→ **Problem description**
Please write out the data exactly, line by line.

→ **Raw data**
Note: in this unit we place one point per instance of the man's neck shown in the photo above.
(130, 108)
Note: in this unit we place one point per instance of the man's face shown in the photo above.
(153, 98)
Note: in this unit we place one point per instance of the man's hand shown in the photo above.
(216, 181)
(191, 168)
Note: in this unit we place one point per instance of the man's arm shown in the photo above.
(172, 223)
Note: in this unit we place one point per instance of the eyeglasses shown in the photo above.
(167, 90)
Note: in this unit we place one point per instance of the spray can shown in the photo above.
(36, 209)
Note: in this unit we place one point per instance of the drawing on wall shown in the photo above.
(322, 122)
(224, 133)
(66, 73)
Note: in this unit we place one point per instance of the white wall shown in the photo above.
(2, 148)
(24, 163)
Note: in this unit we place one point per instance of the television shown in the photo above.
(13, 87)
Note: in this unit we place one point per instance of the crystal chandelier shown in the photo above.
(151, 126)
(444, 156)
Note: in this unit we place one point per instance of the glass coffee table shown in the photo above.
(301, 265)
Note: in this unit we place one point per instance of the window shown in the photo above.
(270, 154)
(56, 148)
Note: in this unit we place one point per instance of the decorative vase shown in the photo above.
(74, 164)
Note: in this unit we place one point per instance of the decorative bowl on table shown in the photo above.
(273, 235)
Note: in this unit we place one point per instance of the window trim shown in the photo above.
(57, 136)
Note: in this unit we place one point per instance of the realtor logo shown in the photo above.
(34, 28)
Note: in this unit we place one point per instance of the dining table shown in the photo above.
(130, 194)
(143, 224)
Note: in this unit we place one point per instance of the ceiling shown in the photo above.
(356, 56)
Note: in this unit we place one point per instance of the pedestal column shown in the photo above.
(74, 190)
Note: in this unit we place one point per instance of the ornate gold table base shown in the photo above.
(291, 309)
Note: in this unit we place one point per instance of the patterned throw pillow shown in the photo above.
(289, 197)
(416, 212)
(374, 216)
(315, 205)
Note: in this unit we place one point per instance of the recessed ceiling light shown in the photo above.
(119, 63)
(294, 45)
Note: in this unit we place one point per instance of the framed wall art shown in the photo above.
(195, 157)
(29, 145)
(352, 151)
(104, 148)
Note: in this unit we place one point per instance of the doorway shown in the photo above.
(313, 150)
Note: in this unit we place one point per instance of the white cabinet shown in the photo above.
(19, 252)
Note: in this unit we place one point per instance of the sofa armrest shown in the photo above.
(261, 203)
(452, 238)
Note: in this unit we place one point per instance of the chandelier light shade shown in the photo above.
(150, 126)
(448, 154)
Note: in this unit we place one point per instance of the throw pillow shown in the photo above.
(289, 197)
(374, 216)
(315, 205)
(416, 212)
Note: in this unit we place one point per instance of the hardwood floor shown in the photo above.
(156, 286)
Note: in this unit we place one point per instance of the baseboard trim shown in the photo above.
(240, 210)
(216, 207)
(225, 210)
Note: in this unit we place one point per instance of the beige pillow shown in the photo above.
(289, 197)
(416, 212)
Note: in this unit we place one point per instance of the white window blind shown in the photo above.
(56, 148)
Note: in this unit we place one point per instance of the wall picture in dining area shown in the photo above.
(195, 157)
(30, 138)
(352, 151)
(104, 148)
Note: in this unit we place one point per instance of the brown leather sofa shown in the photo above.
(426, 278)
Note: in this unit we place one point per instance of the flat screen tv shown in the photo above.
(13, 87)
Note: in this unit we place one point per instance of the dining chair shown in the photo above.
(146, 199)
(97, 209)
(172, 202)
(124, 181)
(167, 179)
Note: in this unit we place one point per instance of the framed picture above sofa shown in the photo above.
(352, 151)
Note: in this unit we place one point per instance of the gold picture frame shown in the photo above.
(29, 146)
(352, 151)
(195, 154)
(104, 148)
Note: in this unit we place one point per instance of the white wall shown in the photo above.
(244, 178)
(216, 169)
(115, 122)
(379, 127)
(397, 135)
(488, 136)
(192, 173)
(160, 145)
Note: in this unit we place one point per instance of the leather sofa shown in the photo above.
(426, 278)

→ **The completed task**
Note: in this unit we place one point per instance of the man's neck shown in the photo above.
(130, 108)
Note: in this unit we place one point per instance of the man's face shown in the photo above.
(153, 98)
Note: in this unit we place one point per instance of the man's hand shown in the photo above.
(216, 181)
(191, 168)
Note: in this unit we place one point per instance of the man's arm shown in the photo above.
(172, 223)
Note: in this unit we place one point per instance of the eyeglasses shown in the photo above.
(167, 90)
Note: in this unit we place one point per instance of the spray can shown in the photo above.
(36, 209)
Note: in this unit we place one point per instance of the drawing on wall shown in the photo above.
(322, 122)
(224, 133)
(66, 73)
Note: in this unit we place one point per instance of the white wall shown in the photo above.
(2, 148)
(24, 163)
Note: in this unit we place one point per instance of the television shown in the photo above.
(13, 87)
Note: in this unit we place one point per instance of the crystal chandelier shown in the photo above.
(151, 126)
(444, 156)
Note: in this unit we place one point per instance of the glass coffee table shown in the photo above.
(301, 265)
Note: in this unit we place one point per instance of the window shown in the photo above.
(270, 154)
(56, 148)
Note: in this unit we place one point per instance of the decorative vase shown in the photo above.
(74, 164)
Note: in this unit we place one point per instance of the decorative bowl on table shown in the photo above.
(273, 235)
Note: in this unit we place one point per instance of the window trim shown in the photo above.
(57, 136)
Note: in this unit we place one point per instance of the realtor logo shown in the photo above.
(34, 28)
Note: in this unit we place one point per instance of the dining table shown in the photo above.
(130, 194)
(143, 224)
Note: in this unit we place one point per instance of the ceiling shown in the photo above.
(356, 56)
Note: in this unit we place one point per instance of the pedestal column shown in the photo above.
(74, 190)
Note: in this unit we place one point per instance of the ornate gold table base shown in the photo above.
(291, 309)
Note: in this unit we place one point per instance of the patterned throw pillow shown in the photo above.
(289, 197)
(416, 212)
(374, 216)
(315, 205)
Note: in this unit we place one point per instance of the recessed ceiling light shown in the photo above.
(119, 63)
(294, 45)
Note: in this unit we place one point per instance of the framed wall art shown in the photo above.
(195, 157)
(29, 145)
(352, 151)
(104, 148)
Note: in this unit we place one point per instance of the doorway shown in the photo above.
(313, 150)
Note: in this unit we place one point per instance of the white cabinet shown in the photo above.
(19, 252)
Note: in this unit we place one point per instance of the sofa armrest shown in the photo above.
(261, 203)
(452, 238)
Note: in this unit we place one point per instance of the chandelier light shade shown in the photo above.
(150, 126)
(448, 154)
Note: in this unit we place one point per instance of the throw pillow shown in the photo above.
(289, 197)
(374, 216)
(315, 205)
(416, 212)
Note: in this unit we place one point per instance of the hardwood floor shown in the photo above.
(156, 286)
Note: in this unit we place one point per instance of the baseboard trim shown in the photo above.
(240, 210)
(216, 207)
(225, 210)
Note: in this unit we place one point per instance of the beige pillow shown in the photo above.
(289, 197)
(416, 212)
Note: in this unit we place one point per instance of the white window blind shown in the photo above.
(56, 148)
Note: in this unit we place one point per instance of the wall picture in dining area shown in the photo above.
(195, 157)
(30, 138)
(352, 151)
(104, 148)
Note: in this unit we place one point per instance of the brown leather sofa shown in the photo above.
(426, 278)
Note: in this unit we place one point per instance of the flat screen tv shown in the photo above.
(13, 87)
Note: in this unit we place one point per instance of the dining chair shown in the photo above.
(146, 199)
(97, 209)
(172, 202)
(124, 181)
(167, 179)
Note: in this unit we place one point per instance of the framed picture above sofa shown in the photo above.
(352, 151)
Note: in this unit we place one point per instance of the gold picture frame shown in the photo above.
(29, 146)
(352, 151)
(195, 154)
(104, 148)
Note: in this unit we place one point per instance of the white wall shown in the photo above.
(244, 178)
(216, 169)
(115, 122)
(379, 127)
(397, 135)
(488, 136)
(192, 173)
(160, 145)
Note: in this unit we place one point per instance of the leather sofa shown in the photo above.
(426, 278)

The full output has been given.